*Work request 1*
Print the forum thread about a recurring dream of a giant sphere in full, with every character unchanged.

# Sleep and Dreams > General Dream Discussion > Dream Interpretation >  >  A Giant Sphere chasing me?

## lefan

When I was younger I always has the same recurring dream. A giant sphere, the biggest object I can ever imagine chasing me. The sphere never actually catches to me, but it would persistently keep up. I think I was trying to run away but I don't remember seeing ground or sky it was only me and this giant sphere. After a few years the dreams stopped. I no longer have this dream but I always remember it. I was really scared not because it was chasing me but because of the size of this ball was scary.

Can anyone interpret this? thanks :smiley:

----------


## Baron Samedi

> When I was younger I always has the same recurring dream. A giant sphere, the biggest object I can ever imagine chasing me. The sphere never actually catches to me, but it would persistently keep up. I think I was trying to run away but I don't remember seeing ground or sky it was only me and this giant sphere. After a few years the dreams stopped. I no longer have this dream but I always remember it. I was really scared not because it was chasing me but because of the size of this ball was scary.
> 
> Can anyone interpret this? thanks



Apparently, having nightmares of giant shapes is a somewhat common theme. A user called TheCusp started a thread about that. 

http://www.dreamviews.com/nightmares...er-dreams.html

----------


## Scionox

_*Moved to Dream Interpretation*_

----------


## JoannaB

I wonder whether it has anything to do with our world being a giant doe here and sometimes in timid aging. If so, when people thought the world was flat would they have dreamed mostly of being chased by giant discs or giant pancakes? No idea though whether or not this idea is accurate - could be wrong, just something that occurred to me.

----------


## Baron Samedi

> I wonder whether it has anything to do with our world being a giant doe here and sometimes in timid aging. If so, when people thought the world was flat would they have dreamed mostly of being chased by giant discs or giant pancakes? No idea though whether or not this idea is accurate - could be wrong, just something that occurred to me.



a giant doe?

*Work request 2*
In the rows, rewrite the stretch from the start of the rows through the line that contains "box: [0, 606, 1024, 760]", changing "positive clicks" to "foreground clicks" and keeping everything else the same. Return only that stretch, and leave out the pictures.

*The input*

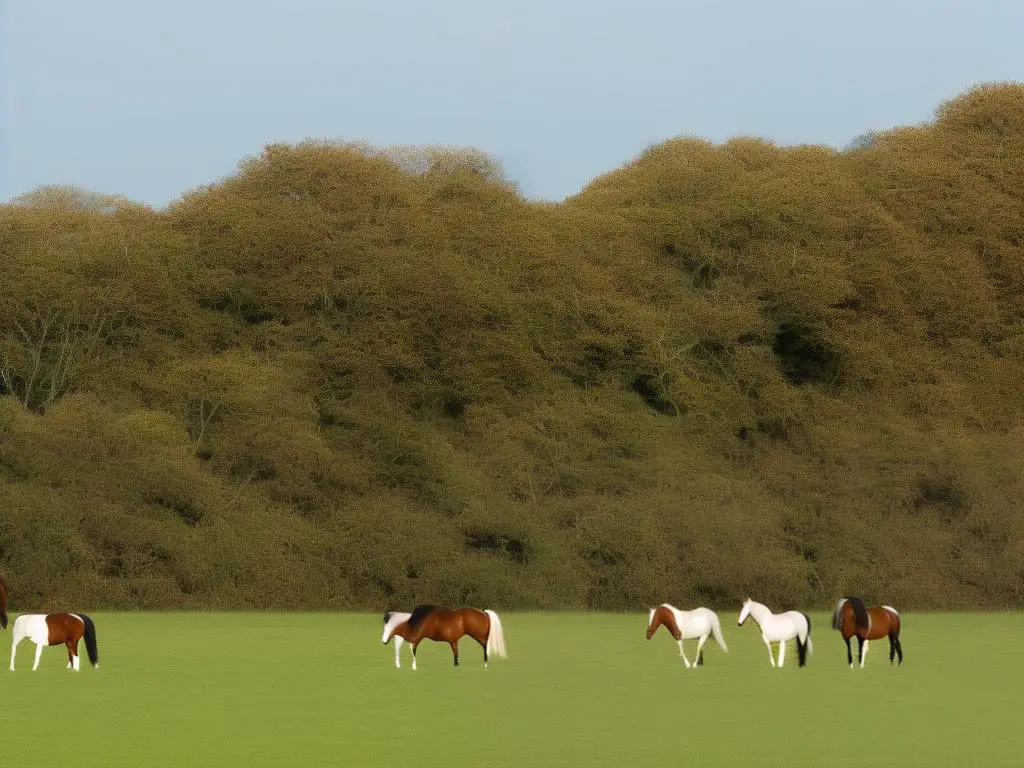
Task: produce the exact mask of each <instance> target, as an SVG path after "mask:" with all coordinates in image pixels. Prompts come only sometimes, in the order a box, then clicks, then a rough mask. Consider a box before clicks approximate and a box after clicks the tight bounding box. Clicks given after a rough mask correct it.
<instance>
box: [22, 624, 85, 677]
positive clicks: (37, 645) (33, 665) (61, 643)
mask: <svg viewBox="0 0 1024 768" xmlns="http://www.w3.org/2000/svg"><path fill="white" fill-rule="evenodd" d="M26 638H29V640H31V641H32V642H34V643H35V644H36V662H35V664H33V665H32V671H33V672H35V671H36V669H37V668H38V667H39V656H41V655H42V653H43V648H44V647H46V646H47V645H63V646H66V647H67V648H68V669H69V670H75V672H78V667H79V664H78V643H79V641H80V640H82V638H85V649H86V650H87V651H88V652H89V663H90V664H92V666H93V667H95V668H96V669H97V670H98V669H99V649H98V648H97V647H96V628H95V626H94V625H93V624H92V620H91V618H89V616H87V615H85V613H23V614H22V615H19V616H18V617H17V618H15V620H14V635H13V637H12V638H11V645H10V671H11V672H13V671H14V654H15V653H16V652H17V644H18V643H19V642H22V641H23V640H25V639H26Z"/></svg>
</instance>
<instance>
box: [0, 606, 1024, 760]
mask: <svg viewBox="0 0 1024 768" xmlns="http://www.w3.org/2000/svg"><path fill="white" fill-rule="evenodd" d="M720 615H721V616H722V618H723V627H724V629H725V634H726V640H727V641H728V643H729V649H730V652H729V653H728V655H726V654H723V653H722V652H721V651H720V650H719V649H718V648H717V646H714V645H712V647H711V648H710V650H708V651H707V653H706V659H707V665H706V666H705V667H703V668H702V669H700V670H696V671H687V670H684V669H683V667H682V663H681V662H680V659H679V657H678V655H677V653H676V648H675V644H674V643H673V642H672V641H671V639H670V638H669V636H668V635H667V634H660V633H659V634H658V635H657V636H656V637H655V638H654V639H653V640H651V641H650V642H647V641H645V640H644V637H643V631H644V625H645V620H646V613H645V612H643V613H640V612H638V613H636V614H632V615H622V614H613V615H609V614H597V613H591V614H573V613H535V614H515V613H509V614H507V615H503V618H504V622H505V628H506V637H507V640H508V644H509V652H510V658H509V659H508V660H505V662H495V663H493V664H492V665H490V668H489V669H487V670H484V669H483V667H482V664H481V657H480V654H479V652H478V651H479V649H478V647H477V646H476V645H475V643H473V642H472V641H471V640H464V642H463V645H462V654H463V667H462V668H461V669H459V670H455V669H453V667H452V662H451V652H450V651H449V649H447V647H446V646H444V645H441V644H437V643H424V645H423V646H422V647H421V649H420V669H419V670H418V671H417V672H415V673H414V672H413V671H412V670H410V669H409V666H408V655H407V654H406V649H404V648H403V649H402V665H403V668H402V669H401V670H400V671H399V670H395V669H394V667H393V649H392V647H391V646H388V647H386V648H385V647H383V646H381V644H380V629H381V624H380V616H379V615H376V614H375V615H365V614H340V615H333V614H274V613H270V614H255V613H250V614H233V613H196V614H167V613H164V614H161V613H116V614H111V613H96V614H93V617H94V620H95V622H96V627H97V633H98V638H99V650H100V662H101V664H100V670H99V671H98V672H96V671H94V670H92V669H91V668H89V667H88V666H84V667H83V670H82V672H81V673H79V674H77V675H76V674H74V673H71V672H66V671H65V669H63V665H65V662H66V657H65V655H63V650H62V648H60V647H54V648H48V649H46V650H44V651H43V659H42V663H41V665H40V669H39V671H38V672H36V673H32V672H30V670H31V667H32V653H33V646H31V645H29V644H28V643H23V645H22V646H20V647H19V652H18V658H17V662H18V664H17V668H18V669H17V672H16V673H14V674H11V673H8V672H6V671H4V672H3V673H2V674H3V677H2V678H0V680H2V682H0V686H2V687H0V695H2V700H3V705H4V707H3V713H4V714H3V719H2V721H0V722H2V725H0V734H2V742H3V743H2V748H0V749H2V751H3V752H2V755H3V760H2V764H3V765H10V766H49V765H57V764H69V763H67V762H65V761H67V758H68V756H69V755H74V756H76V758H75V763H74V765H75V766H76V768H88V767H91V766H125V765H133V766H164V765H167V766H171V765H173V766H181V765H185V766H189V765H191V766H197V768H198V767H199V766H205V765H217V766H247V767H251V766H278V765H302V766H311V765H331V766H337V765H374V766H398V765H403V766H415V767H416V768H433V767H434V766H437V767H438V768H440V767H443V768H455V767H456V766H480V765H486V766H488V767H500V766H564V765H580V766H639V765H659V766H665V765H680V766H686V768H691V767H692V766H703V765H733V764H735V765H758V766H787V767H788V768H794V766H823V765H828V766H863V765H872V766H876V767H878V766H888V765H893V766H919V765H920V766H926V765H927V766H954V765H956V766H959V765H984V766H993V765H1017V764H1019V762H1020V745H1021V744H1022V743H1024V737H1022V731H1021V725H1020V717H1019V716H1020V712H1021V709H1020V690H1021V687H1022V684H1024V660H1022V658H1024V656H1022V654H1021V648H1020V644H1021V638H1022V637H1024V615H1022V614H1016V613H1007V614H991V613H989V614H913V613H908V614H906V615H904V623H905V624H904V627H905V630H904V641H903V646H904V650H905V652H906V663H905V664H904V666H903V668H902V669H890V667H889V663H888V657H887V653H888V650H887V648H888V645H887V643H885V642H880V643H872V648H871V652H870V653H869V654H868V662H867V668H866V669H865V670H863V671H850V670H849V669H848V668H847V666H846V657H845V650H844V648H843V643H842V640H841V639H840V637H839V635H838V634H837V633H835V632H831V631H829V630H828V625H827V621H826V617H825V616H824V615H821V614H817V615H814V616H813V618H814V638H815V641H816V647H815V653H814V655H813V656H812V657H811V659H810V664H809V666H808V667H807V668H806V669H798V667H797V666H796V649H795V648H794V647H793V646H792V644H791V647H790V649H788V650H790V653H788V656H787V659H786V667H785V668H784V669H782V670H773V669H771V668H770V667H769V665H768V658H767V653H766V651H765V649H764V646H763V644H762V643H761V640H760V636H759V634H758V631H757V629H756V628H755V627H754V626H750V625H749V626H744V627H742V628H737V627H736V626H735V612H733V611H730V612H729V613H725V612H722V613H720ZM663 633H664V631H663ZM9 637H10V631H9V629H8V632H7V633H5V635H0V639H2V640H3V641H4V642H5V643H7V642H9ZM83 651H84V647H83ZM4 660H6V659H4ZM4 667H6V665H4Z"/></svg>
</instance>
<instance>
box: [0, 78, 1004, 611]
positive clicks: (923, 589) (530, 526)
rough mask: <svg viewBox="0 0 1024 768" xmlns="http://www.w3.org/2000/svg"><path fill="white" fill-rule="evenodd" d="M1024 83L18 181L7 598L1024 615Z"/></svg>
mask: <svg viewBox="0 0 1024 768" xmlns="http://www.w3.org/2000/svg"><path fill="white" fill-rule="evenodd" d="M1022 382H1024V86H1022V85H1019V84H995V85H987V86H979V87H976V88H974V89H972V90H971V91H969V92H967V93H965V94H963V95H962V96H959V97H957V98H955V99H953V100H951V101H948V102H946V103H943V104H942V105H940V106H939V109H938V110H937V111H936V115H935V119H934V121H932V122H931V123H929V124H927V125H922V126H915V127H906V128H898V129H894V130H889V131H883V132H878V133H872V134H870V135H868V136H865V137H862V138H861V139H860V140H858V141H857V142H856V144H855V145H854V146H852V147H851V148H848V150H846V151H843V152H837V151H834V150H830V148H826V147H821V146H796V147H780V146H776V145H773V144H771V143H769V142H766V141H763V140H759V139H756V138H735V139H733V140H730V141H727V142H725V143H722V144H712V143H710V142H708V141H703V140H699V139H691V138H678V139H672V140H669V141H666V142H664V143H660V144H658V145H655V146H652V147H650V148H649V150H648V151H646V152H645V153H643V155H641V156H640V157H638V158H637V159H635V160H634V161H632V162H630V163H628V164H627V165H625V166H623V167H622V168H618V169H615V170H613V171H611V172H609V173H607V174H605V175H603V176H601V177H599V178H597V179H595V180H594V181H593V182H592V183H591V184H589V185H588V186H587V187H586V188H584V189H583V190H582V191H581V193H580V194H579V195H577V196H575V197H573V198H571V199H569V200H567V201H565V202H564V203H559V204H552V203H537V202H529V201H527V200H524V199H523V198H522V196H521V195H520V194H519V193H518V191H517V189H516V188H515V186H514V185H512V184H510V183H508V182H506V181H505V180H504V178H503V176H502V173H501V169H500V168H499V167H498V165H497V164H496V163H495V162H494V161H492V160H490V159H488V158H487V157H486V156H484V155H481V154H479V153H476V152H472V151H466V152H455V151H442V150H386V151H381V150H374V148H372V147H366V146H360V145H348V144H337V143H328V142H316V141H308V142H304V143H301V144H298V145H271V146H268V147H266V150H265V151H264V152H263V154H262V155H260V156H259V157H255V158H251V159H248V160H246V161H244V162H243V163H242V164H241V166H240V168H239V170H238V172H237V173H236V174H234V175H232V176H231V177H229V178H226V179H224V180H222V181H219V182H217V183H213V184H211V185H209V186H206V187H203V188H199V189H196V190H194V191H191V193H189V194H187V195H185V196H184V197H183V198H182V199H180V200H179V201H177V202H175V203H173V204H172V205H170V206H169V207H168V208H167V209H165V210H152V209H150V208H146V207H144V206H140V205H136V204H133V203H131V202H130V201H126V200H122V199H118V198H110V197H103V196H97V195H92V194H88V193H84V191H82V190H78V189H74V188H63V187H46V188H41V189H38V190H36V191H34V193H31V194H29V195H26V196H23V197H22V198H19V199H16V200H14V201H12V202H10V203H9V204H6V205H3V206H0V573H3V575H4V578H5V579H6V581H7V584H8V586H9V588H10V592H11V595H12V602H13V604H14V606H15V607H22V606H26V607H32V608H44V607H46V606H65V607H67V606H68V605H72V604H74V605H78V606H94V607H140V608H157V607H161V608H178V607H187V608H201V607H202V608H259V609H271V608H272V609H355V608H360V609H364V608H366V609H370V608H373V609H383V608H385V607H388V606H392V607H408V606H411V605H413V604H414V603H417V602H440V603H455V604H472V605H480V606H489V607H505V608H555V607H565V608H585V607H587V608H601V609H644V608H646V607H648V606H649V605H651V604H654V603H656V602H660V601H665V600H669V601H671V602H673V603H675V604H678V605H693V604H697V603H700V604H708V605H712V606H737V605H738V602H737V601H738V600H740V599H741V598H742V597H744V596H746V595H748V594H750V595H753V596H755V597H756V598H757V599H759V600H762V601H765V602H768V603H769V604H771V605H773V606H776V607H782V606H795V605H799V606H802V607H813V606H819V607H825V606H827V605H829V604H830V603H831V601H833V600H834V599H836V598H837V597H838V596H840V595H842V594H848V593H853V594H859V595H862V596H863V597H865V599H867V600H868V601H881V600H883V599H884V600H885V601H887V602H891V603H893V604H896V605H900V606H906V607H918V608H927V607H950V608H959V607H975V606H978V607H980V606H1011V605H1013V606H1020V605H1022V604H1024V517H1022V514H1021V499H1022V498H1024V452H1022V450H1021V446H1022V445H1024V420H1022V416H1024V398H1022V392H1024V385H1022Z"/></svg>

*Response area 1*
# Sleep and Dreams > General Dream Discussion > Dream Interpretation >  >  A Giant Sphere chasing me?

## lefan

When I was younger I always has the same recurring dream. A giant sphere, the biggest object I can ever imagine chasing me. The sphere never actually catches to me, but it would persistently keep up. I think I was trying to run away but I don't remember seeing ground or sky it was only me and this giant sphere. After a few years the dreams stopped. I no longer have this dream but I always remember it. I was really scared not because it was chasing me but because of the size of this ball was scary.

Can anyone interpret this? thanks :smiley:

----------


## Baron Samedi

> When I was younger I always has the same recurring dream. A giant sphere, the biggest object I can ever imagine chasing me. The sphere never actually catches to me, but it would persistently keep up. I think I was trying to run away but I don't remember seeing ground or sky it was only me and this giant sphere. After a few years the dreams stopped. I no longer have this dream but I always remember it. I was really scared not because it was chasing me but because of the size of this ball was scary.
> 
> Can anyone interpret this? thanks



Apparently, having nightmares of giant shapes is a somewhat common theme. A user called TheCusp started a thread about that. 

http://www.dreamviews.com/nightmares...er-dreams.html

----------


## Scionox

_*Moved to Dream Interpretation*_

----------


## JoannaB

I wonder whether it has anything to do with our world being a giant doe here and sometimes in timid aging. If so, when people thought the world was flat would they have dreamed mostly of being chased by giant discs or giant pancakes? No idea though whether or not this idea is accurate - could be wrong, just something that occurred to me.

----------


## Baron Samedi

> I wonder whether it has anything to do with our world being a giant doe here and sometimes in timid aging. If so, when people thought the world was flat would they have dreamed mostly of being chased by giant discs or giant pancakes? No idea though whether or not this idea is accurate - could be wrong, just something that occurred to me.



a giant doe?

*Response area 2*
Task: produce the exact mask of each <instance> target, as an SVG path after "mask:" with all coordinates in image pixels. Prompts come only sometimes, in the order a box, then clicks, then a rough mask. Consider a box before clicks approximate and a box after clicks the tight bounding box. Clicks given after a rough mask correct it.
<instance>
box: [22, 624, 85, 677]
foreground clicks: (37, 645) (33, 665) (61, 643)
mask: <svg viewBox="0 0 1024 768" xmlns="http://www.w3.org/2000/svg"><path fill="white" fill-rule="evenodd" d="M26 638H29V640H31V641H32V642H34V643H35V644H36V662H35V664H33V665H32V671H33V672H35V671H36V669H37V668H38V667H39V656H41V655H42V653H43V648H44V647H46V646H47V645H63V646H66V647H67V648H68V669H69V670H75V672H78V667H79V664H78V643H79V641H80V640H82V638H85V649H86V650H87V651H88V652H89V663H90V664H92V666H93V667H95V668H96V669H97V670H98V669H99V649H98V648H97V647H96V628H95V626H94V625H93V624H92V620H91V618H89V616H87V615H85V613H23V614H22V615H19V616H18V617H17V618H15V620H14V635H13V637H12V638H11V645H10V671H11V672H13V671H14V654H15V653H16V652H17V644H18V643H19V642H22V641H23V640H25V639H26Z"/></svg>
</instance>
<instance>
box: [0, 606, 1024, 760]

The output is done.